:: RECORDS TO PROCESS ::
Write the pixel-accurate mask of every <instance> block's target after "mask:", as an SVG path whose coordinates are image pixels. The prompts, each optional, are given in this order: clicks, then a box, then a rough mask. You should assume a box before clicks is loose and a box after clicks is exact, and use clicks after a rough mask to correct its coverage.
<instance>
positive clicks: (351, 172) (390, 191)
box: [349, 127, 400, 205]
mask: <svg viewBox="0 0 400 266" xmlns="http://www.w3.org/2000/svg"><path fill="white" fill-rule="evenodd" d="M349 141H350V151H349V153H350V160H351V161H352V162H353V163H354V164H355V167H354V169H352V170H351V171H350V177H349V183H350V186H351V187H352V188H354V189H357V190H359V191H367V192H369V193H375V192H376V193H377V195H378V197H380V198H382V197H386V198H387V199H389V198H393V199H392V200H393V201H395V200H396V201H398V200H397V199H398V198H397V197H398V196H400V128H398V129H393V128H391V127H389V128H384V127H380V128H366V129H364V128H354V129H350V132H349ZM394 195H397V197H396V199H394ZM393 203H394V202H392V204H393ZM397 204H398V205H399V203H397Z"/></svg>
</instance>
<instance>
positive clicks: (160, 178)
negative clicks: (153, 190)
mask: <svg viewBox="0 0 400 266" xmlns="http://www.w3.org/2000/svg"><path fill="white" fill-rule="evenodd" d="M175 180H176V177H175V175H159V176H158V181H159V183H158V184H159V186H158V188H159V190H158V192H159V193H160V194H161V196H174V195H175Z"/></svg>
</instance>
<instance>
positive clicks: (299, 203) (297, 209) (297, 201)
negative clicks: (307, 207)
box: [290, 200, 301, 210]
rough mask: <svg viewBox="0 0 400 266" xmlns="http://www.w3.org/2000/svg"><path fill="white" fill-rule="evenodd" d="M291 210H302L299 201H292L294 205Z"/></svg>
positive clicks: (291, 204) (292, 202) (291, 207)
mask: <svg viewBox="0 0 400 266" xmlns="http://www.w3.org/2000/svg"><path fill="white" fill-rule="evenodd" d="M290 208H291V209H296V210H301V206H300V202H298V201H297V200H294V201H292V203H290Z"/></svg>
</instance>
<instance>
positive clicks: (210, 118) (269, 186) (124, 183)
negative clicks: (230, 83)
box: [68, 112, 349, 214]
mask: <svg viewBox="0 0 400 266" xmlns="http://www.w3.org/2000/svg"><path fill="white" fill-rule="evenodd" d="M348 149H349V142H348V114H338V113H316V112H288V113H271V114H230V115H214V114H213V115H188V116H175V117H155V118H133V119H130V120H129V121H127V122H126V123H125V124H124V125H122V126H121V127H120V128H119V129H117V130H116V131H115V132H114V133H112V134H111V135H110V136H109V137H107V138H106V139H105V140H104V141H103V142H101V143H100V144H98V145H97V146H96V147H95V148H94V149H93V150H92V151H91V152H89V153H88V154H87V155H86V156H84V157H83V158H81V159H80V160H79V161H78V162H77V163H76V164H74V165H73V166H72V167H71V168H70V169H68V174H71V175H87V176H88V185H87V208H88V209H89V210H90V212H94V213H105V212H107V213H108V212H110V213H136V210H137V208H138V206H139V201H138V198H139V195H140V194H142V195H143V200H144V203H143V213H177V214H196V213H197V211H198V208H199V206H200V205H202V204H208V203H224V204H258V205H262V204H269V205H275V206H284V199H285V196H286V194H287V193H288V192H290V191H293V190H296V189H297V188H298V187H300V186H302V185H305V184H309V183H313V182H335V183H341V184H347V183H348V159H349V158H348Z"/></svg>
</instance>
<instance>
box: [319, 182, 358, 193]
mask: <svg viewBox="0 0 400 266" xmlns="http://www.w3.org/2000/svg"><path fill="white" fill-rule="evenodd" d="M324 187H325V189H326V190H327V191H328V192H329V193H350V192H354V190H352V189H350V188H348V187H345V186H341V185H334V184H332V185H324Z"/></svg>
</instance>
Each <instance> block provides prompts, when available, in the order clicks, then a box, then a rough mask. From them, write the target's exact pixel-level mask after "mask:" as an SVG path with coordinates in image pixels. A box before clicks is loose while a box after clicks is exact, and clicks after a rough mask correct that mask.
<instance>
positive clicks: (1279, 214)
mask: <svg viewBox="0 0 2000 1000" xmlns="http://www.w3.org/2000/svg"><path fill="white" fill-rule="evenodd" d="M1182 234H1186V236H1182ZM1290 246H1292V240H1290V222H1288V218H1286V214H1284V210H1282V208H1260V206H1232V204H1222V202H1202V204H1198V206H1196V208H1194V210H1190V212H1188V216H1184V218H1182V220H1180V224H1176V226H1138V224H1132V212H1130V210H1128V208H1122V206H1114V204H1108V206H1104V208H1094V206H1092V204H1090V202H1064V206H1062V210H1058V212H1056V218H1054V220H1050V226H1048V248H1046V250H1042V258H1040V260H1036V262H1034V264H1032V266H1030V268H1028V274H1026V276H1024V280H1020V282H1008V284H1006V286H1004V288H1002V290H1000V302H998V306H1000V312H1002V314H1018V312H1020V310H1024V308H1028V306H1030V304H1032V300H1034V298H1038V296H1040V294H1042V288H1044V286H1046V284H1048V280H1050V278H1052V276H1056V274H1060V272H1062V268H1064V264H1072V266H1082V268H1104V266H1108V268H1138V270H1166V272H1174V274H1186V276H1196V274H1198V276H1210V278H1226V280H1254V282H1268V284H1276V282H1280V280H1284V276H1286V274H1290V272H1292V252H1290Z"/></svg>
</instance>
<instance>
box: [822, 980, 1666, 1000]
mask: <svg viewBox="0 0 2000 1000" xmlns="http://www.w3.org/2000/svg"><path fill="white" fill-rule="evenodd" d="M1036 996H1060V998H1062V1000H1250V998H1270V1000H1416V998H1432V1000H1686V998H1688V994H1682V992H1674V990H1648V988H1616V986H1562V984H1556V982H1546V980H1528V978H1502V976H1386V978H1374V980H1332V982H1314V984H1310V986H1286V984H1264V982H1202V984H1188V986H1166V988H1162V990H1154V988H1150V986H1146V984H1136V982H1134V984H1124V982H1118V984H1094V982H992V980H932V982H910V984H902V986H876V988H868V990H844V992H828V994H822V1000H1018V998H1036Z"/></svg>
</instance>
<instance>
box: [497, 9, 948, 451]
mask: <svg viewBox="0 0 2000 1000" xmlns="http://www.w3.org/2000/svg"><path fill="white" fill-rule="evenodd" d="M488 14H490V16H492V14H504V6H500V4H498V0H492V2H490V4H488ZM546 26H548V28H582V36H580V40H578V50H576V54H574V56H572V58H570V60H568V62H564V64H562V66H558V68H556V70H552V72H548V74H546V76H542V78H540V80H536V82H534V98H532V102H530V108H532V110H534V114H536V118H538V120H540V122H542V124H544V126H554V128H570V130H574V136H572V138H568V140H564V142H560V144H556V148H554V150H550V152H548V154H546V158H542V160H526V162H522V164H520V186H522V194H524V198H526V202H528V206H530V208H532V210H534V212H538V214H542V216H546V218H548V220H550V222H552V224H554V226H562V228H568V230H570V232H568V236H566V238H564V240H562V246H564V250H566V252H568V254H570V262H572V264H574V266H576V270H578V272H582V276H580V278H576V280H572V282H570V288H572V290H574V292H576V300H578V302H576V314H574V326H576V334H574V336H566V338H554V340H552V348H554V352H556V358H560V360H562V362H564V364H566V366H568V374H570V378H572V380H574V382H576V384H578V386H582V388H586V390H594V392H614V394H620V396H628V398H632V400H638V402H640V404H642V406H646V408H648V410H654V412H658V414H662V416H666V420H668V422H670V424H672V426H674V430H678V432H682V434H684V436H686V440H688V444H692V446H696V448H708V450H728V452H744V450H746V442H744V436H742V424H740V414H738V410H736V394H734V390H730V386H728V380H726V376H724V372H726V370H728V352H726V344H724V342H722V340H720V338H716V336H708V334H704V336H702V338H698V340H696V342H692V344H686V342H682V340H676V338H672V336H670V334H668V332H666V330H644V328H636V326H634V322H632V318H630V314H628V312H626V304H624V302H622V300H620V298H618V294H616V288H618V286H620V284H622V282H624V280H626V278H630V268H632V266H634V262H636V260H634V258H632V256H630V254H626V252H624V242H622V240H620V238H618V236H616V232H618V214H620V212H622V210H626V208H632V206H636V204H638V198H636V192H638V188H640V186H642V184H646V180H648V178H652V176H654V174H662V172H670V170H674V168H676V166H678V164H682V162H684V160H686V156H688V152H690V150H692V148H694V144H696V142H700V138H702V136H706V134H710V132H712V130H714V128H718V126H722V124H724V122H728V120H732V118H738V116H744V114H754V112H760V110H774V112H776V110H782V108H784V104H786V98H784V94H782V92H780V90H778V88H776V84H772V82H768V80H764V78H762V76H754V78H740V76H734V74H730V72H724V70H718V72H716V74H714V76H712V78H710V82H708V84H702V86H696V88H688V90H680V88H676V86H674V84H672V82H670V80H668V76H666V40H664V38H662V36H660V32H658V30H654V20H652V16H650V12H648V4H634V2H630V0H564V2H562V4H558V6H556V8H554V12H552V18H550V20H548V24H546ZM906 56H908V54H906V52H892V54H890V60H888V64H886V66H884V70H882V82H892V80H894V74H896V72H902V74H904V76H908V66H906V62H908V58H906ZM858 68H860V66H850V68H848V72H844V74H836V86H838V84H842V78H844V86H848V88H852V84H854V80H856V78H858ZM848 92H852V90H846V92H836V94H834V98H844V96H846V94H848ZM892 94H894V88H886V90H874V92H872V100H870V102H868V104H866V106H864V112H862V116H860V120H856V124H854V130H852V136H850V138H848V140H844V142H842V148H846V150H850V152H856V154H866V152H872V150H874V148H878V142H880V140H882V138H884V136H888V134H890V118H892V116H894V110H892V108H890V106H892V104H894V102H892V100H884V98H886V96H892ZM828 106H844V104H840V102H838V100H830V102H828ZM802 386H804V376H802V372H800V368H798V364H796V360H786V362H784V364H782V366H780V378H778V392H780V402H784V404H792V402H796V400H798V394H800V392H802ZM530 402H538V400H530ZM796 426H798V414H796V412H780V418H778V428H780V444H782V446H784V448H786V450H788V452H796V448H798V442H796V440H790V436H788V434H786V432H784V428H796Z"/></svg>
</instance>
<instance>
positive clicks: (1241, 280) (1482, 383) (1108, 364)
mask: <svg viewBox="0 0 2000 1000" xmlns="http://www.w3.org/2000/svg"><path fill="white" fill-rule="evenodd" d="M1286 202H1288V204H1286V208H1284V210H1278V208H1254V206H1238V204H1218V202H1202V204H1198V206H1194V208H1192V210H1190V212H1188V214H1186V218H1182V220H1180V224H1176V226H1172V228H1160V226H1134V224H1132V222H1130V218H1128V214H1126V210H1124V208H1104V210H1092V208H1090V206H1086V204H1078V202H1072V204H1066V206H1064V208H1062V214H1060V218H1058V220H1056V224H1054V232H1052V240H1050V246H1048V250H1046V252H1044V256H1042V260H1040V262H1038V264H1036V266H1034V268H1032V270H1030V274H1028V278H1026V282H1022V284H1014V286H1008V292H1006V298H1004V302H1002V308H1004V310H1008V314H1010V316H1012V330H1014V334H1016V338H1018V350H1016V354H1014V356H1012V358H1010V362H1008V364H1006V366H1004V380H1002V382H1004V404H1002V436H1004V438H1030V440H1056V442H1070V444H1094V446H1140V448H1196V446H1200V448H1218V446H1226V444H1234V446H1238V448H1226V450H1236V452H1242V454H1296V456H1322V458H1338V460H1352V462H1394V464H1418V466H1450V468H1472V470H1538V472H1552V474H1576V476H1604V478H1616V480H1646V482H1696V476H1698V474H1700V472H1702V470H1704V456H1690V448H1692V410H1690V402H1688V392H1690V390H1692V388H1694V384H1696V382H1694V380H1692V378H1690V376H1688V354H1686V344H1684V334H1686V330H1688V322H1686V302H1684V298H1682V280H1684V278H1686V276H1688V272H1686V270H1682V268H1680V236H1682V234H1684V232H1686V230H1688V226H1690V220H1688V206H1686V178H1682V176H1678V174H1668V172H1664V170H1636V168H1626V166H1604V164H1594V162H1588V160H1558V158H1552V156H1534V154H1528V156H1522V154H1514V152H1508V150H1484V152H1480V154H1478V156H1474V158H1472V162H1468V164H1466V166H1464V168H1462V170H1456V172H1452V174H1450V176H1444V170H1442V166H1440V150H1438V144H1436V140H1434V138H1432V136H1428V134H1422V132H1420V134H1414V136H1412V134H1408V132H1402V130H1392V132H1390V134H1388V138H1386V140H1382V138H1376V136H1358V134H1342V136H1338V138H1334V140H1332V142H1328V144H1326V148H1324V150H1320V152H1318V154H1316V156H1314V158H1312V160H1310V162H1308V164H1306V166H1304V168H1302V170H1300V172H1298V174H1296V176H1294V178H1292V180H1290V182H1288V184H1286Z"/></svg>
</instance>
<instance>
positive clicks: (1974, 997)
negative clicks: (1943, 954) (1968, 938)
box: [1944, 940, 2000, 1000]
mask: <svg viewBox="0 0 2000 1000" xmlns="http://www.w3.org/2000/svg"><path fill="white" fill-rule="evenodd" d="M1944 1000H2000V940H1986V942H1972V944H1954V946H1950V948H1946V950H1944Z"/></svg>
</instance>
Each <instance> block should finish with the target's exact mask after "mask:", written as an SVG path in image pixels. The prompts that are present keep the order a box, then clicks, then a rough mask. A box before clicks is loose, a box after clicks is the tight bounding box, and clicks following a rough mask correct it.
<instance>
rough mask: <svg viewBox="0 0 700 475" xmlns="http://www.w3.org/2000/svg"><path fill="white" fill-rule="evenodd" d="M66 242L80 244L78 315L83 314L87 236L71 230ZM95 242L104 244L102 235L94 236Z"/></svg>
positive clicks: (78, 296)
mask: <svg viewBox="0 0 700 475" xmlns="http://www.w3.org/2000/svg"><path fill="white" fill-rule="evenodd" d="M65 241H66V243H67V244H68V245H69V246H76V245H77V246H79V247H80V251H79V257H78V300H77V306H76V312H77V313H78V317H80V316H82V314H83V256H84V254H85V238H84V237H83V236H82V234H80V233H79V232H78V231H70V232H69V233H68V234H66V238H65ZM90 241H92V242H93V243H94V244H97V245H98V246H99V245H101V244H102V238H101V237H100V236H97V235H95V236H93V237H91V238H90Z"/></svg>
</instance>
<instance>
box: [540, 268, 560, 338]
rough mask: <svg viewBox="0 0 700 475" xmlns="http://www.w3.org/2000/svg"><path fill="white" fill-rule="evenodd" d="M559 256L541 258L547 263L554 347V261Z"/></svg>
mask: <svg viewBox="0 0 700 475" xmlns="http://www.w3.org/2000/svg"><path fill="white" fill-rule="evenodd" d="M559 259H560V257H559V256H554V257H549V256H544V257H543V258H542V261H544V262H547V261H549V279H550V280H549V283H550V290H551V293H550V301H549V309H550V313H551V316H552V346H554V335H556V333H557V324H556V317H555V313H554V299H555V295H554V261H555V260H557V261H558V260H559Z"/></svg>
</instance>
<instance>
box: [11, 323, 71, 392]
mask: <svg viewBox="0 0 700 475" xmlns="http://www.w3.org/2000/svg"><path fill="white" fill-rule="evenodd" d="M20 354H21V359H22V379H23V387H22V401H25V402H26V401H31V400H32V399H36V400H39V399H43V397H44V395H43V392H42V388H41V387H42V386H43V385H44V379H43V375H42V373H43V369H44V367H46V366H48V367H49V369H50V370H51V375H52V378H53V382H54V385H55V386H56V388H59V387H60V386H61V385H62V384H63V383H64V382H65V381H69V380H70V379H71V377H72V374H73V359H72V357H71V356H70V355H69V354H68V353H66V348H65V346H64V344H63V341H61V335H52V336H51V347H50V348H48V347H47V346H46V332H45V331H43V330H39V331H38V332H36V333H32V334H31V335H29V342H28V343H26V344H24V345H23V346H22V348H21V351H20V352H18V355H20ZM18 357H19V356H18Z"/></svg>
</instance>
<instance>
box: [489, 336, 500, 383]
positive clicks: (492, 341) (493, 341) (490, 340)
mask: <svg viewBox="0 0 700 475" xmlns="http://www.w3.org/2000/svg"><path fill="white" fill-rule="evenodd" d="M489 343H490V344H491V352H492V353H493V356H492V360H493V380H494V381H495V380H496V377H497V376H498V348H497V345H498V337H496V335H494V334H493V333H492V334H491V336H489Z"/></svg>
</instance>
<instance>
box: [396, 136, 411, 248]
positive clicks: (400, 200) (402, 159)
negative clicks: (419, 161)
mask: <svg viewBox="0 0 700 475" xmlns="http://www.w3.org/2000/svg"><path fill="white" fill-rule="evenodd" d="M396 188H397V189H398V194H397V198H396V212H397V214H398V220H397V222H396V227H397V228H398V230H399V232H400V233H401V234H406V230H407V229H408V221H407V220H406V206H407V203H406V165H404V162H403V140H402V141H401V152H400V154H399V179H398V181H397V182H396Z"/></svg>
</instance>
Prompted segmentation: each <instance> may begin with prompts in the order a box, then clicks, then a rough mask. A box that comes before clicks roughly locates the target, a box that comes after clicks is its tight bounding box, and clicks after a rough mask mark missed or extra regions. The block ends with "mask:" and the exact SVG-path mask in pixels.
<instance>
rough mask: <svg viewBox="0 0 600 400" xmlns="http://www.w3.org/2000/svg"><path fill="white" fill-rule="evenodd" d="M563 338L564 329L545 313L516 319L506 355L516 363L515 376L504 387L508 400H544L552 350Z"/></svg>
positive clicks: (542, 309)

:: REQUIRED ACTION ::
Where a line in the listing above contains "coordinates", copy that line.

:: PROBLEM SOLUTION ::
Write the pixel-accurate mask of every <instance> block's target after "mask:", as an SVG path whose coordinates are image pixels. The prompts, each optional, are given in this order: clicks, then a box, then a rough mask. You should assume a box before clicks is loose and a box after clicks is exact, and use clicks after a rough mask to correct its coverage.
Each <instance> block provides prompts, when available, in the order clicks, then a box, then a rough mask. From them, write the target's exact pixel-level mask after "mask:" as an SVG path with coordinates in image pixels. A box before clicks is loose while a box after clicks is exact, and clicks after a rough mask correct that mask.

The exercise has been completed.